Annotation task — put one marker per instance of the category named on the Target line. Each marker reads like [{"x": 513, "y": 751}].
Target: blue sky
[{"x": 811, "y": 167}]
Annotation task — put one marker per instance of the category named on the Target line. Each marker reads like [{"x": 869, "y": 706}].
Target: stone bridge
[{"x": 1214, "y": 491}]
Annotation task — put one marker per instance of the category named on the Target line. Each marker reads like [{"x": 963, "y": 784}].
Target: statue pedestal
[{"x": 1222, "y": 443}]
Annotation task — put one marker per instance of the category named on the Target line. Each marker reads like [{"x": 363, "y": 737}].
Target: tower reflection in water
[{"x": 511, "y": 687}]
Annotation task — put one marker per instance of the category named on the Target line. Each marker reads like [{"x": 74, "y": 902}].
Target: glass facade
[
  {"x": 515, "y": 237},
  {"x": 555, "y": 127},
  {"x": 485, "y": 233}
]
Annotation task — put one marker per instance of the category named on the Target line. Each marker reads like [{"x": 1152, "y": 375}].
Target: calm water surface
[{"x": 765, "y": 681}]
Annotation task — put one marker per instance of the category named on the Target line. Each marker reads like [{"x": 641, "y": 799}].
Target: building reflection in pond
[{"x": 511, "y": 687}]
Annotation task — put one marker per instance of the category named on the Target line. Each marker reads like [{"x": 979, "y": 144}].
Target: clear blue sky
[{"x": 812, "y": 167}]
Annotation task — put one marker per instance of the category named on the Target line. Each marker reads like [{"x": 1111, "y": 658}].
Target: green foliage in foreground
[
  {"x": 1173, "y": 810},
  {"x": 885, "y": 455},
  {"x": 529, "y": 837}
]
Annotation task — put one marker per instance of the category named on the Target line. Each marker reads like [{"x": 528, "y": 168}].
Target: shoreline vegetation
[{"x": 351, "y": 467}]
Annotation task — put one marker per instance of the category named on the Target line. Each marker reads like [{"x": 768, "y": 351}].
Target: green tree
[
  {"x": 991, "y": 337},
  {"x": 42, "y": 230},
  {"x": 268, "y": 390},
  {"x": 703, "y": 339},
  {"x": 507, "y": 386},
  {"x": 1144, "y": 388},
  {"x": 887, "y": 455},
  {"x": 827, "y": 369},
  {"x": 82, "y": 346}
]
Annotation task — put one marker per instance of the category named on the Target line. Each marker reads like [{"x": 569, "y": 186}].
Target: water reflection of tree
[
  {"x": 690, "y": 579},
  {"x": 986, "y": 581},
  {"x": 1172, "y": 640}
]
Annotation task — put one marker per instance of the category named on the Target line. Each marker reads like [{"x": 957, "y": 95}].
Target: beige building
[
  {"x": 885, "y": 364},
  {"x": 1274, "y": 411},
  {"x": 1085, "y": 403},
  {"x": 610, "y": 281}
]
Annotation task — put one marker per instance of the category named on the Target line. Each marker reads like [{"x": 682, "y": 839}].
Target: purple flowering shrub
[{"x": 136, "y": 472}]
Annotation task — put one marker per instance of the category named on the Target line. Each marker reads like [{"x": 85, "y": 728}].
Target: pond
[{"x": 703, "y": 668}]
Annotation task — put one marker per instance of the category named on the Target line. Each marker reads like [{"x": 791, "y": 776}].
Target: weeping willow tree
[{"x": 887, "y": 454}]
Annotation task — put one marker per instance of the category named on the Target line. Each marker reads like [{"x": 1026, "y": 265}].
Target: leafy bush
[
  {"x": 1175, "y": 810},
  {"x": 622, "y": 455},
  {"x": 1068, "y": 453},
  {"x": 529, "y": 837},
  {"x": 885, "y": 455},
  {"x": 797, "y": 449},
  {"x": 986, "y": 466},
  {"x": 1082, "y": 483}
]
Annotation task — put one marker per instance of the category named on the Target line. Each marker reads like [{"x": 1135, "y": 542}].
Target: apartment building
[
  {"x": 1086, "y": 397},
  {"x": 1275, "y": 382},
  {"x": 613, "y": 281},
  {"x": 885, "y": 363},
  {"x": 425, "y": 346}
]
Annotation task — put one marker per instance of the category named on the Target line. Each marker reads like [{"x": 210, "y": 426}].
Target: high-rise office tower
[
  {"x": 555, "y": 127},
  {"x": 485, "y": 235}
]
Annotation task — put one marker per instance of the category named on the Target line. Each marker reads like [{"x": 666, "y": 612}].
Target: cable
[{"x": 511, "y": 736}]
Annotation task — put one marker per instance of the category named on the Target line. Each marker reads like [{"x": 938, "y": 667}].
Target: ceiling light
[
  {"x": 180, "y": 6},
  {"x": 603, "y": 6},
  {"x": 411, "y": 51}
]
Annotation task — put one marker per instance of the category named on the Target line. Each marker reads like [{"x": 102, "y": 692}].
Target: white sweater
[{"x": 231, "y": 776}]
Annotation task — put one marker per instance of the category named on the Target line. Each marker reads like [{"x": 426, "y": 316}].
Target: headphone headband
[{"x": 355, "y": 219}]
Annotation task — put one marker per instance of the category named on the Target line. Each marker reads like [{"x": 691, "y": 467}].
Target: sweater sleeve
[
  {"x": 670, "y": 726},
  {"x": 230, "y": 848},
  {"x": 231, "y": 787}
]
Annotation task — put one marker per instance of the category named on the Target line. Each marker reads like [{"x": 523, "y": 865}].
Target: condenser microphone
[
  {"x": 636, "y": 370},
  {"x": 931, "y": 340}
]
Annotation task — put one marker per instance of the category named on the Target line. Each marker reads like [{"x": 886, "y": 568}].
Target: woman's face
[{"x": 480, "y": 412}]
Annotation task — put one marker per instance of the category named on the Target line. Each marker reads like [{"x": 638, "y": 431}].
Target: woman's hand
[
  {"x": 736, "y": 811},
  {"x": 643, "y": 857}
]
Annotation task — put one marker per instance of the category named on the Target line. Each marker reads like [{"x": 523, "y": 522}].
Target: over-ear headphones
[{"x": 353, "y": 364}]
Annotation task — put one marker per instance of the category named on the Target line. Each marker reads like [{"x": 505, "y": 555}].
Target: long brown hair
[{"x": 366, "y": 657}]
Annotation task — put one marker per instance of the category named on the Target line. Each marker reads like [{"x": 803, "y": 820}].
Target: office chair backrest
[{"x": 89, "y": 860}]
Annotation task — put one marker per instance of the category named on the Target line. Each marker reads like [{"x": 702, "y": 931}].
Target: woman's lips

-- -- --

* Your task *
Nothing in the material should be left out; output it exactly.

* Response for this exercise *
Annotation task — put one marker per instance of the category named on the Target line. Each marker reads like [{"x": 513, "y": 751}].
Target: blue sky
[{"x": 811, "y": 167}]
Annotation task — put one marker per instance of the category named on the Target line. Each marker reads like [{"x": 869, "y": 706}].
Target: stone bridge
[{"x": 1214, "y": 491}]
Annotation task — put one marker per instance of the category named on the Target line. Each marker reads like [{"x": 963, "y": 784}].
Target: statue pedestal
[{"x": 1222, "y": 443}]
Annotation task — put one marker per instance of the category named on the Target line. Each marker reads like [{"x": 363, "y": 737}].
Target: tower reflection in water
[{"x": 511, "y": 687}]
Annotation task — put one marker per instance of the category named on the Target line. Each marker reads like [{"x": 74, "y": 902}].
Target: glass facade
[
  {"x": 515, "y": 237},
  {"x": 555, "y": 127},
  {"x": 485, "y": 233}
]
Annotation task — put one marker per instance of the category named on the Target line. Each marker reads like [{"x": 1152, "y": 375}].
Target: calm water surface
[{"x": 765, "y": 681}]
Annotation task — put one marker per instance of the category named on the Target line. Each marker reads like [{"x": 641, "y": 799}].
Target: building reflection in pond
[{"x": 511, "y": 687}]
Annotation task — put one marker per instance of the category named on the Target line. Each marker reads like [{"x": 979, "y": 144}].
Target: clear blue sky
[{"x": 812, "y": 167}]
Annotation task — put one marker per instance of the category named on the Target line. Each marker reads like [{"x": 1111, "y": 658}].
Target: green foliage in foreground
[
  {"x": 1173, "y": 810},
  {"x": 885, "y": 455},
  {"x": 529, "y": 837}
]
Annotation task — put one marker per instance of the category named on the Target line. Each marker reads like [{"x": 528, "y": 168}].
Target: shoreline vegetation
[{"x": 351, "y": 467}]
Annotation task — put one marker per instance of the category named on the Target line. Each marker reads like [{"x": 768, "y": 351}].
Target: green tree
[
  {"x": 991, "y": 337},
  {"x": 42, "y": 230},
  {"x": 268, "y": 390},
  {"x": 703, "y": 339},
  {"x": 507, "y": 386},
  {"x": 1144, "y": 388},
  {"x": 887, "y": 455},
  {"x": 827, "y": 369},
  {"x": 82, "y": 346}
]
Annotation task — put one marker per instance of the category named on the Target line. Each marker reads like [{"x": 569, "y": 186}].
Target: water reflection of tree
[
  {"x": 690, "y": 579},
  {"x": 986, "y": 581},
  {"x": 1172, "y": 640}
]
Annotation task — put one marker per instance of the category named on the Target line. Each marker reads like [{"x": 957, "y": 95}].
Target: beige building
[
  {"x": 885, "y": 364},
  {"x": 1274, "y": 411},
  {"x": 1085, "y": 403},
  {"x": 610, "y": 281}
]
Annotation task — put one marker per instance of the category named on the Target line. Each marker reads like [{"x": 682, "y": 839}].
Target: purple flowering shrub
[{"x": 136, "y": 472}]
Annotation task — put one marker per instance of the category named on the Target line. Each marker reads like [{"x": 85, "y": 728}].
Target: pond
[{"x": 703, "y": 668}]
Annotation task — put one marker per instance of the category named on the Target line. Each marker reads like [{"x": 791, "y": 776}].
Target: weeping willow tree
[{"x": 887, "y": 454}]
Annotation task — put one marker per instance of the category named on the Target line. Each marker reads like [{"x": 1026, "y": 265}].
Target: leafy bush
[
  {"x": 1175, "y": 810},
  {"x": 622, "y": 455},
  {"x": 1068, "y": 453},
  {"x": 529, "y": 837},
  {"x": 885, "y": 455},
  {"x": 797, "y": 449},
  {"x": 986, "y": 466},
  {"x": 1082, "y": 483}
]
Annotation task — put one marker per instance of the category named on the Target line. Each marker reads like [{"x": 1135, "y": 542}].
Target: apartment building
[
  {"x": 1086, "y": 397},
  {"x": 1275, "y": 382},
  {"x": 613, "y": 281},
  {"x": 885, "y": 363},
  {"x": 425, "y": 346}
]
Annotation task — put one marker per instance of the category named on the Target line. Each marker reads like [{"x": 210, "y": 426}].
Target: high-rise office tower
[
  {"x": 555, "y": 127},
  {"x": 485, "y": 235}
]
Annotation task — put one marker per instance of the category named on the Target line. Each marker reads like [{"x": 666, "y": 612}].
Target: cable
[{"x": 511, "y": 736}]
Annotation task — put one marker per instance of the category named on the Target line. Each marker reads like [{"x": 938, "y": 667}].
Target: ceiling light
[
  {"x": 180, "y": 6},
  {"x": 603, "y": 6},
  {"x": 411, "y": 51}
]
Annotation task — put one marker per instance of the category named on the Target line. Each marker reads like [{"x": 102, "y": 692}].
Target: white sweater
[{"x": 231, "y": 776}]
Annotation task — put one marker per instance of the category named on the Target line. Each marker reads like [{"x": 426, "y": 316}].
Target: headphone headband
[{"x": 355, "y": 219}]
Annotation task — put one marker per instance of the category named on the Target line. Each marker reads like [{"x": 691, "y": 467}].
Target: sweater sleeve
[
  {"x": 670, "y": 726},
  {"x": 230, "y": 848},
  {"x": 231, "y": 787}
]
Annotation task — put one marker per instance of the category named on the Target line. Each marker reads like [{"x": 523, "y": 865}].
Target: condenser microphone
[
  {"x": 636, "y": 370},
  {"x": 931, "y": 340}
]
Annotation task — put one marker per instance of the category named on the Target line. Each marker reads like [{"x": 886, "y": 568}].
Target: woman's face
[{"x": 480, "y": 412}]
Annotation task — put one marker per instance of the category named on the Target line. Each marker reads like [{"x": 638, "y": 431}].
Target: woman's hand
[
  {"x": 736, "y": 811},
  {"x": 643, "y": 857}
]
Annotation task — put one marker per instance of the category named on the Target line. Each marker reads like [{"x": 523, "y": 522}].
Target: over-ear headphones
[{"x": 353, "y": 364}]
Annotation task — put one marker per instance of the category named on the Target line. Each marker reads like [{"x": 505, "y": 555}].
Target: long brown hair
[{"x": 366, "y": 657}]
Annotation task — put one marker per instance of the category named on the Target line. Each marker reads like [{"x": 803, "y": 820}].
Target: office chair backrest
[{"x": 89, "y": 860}]
Annotation task — put one marker per instance of the category named on the Target line. Each marker reads like [{"x": 702, "y": 931}].
Target: woman's lips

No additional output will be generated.